◆ **Tarea asignada 1**: Según el fragmento sobre la conciencia democrática en España, ¿quién proponía plantearse qué hace el Rey para evitar la destrucción?
◆ **Tarea asignada 2**: Prosigue el fragmento sobre la conciencia democrática en España a partir de su última oración.

━━ Fragmento del documento

No sólo carecemos en España de una consistente mayoría de ciudadanos
con auténtica conciencia demócrata. También, casi en absoluto, de
políticos que piensen, sientan y actúen como demócratas y como españoles
enterizos. Ese oneroso vacío alcanza en la actualidad términos
extremos. Aniquilados los últimos valores que, asaz debilitados, todavía
subsistían, las perspectivas de futuro son dantescas para España, para
el Estado y para una sociedad que, desguazada de valores, asiste
impasible a su destrucción. ¿Y qué hace el Rey para evitarlo?, se
plantearán algunos, según proponía Fernández Campo. Fiel a su estirpe,
el Rey borbonea y mira de soslayo la deriva hacia la catástrofe.

━━━━
━━ Datos registrados

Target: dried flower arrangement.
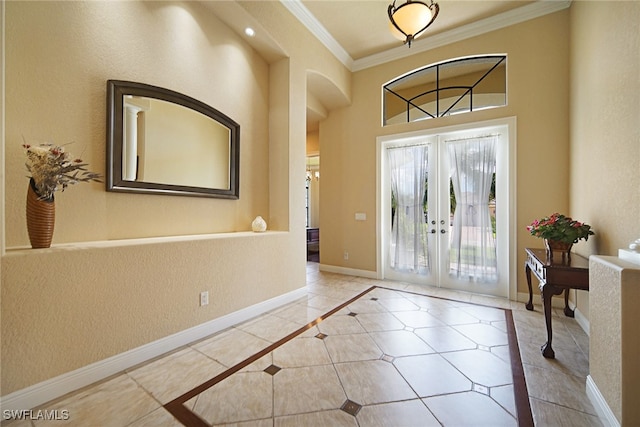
[23,143,102,199]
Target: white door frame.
[376,117,518,301]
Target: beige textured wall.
[0,2,349,396]
[589,256,640,426]
[5,2,269,247]
[320,10,569,298]
[569,1,640,316]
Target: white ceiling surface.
[204,0,571,130]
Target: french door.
[380,122,511,297]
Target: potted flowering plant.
[527,213,594,244]
[23,143,101,248]
[527,213,594,257]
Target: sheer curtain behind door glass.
[447,136,498,283]
[387,145,429,275]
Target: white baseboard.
[318,264,378,279]
[587,375,620,427]
[574,308,590,336]
[0,287,307,410]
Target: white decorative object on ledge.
[618,249,640,264]
[251,215,267,233]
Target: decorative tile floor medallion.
[164,286,533,427]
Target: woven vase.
[27,178,56,249]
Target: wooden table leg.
[540,283,562,359]
[564,289,575,317]
[524,262,533,311]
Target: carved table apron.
[525,248,589,359]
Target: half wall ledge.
[5,231,289,256]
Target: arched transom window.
[382,55,507,126]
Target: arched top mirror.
[106,80,240,199]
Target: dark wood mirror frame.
[106,80,240,199]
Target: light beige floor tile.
[442,350,513,387]
[273,304,325,326]
[453,323,509,347]
[347,296,388,314]
[318,313,366,335]
[238,315,301,342]
[393,310,444,328]
[428,307,479,325]
[273,409,358,427]
[520,343,589,379]
[367,288,404,299]
[324,334,383,363]
[189,372,273,425]
[370,331,435,357]
[128,348,226,404]
[414,326,478,353]
[357,313,404,332]
[523,365,595,415]
[460,306,504,322]
[34,375,162,427]
[489,384,518,417]
[357,399,440,427]
[378,298,420,311]
[307,295,344,313]
[128,408,182,427]
[273,365,347,416]
[491,345,511,366]
[273,337,331,368]
[423,391,518,426]
[530,399,603,427]
[335,360,417,405]
[192,328,271,368]
[393,354,472,397]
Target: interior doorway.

━━━━

◆ **Respuesta final 1**: Fernández Campo.

◆ **Respuesta final 2**:
CRISIS, PASTELEOS Y AUTOGOLPES DE ESTADO
Desde el momento mismo en que las Cortes aprobaron la Ley de Reforma
Política y fue ratificada mediante referendo, hemos asistido a un
encadenamiento de autogolpes de Estado que ilegitiman el sistema. El
primero de ellos, que el Rey asumió en contra de lo jurado, fue la
redacción y proclamación de un Constitución que habría requerido la
disolución del parlamento recién elegido y la convocatoria de elecciones
para Cortes Constituyentes. Luego de la que obligó a la acción
institucional del 23 de febrero de 1981, se sucedieron otras situaciones
críticas como consecuencia del deterioro progresivo del Estado.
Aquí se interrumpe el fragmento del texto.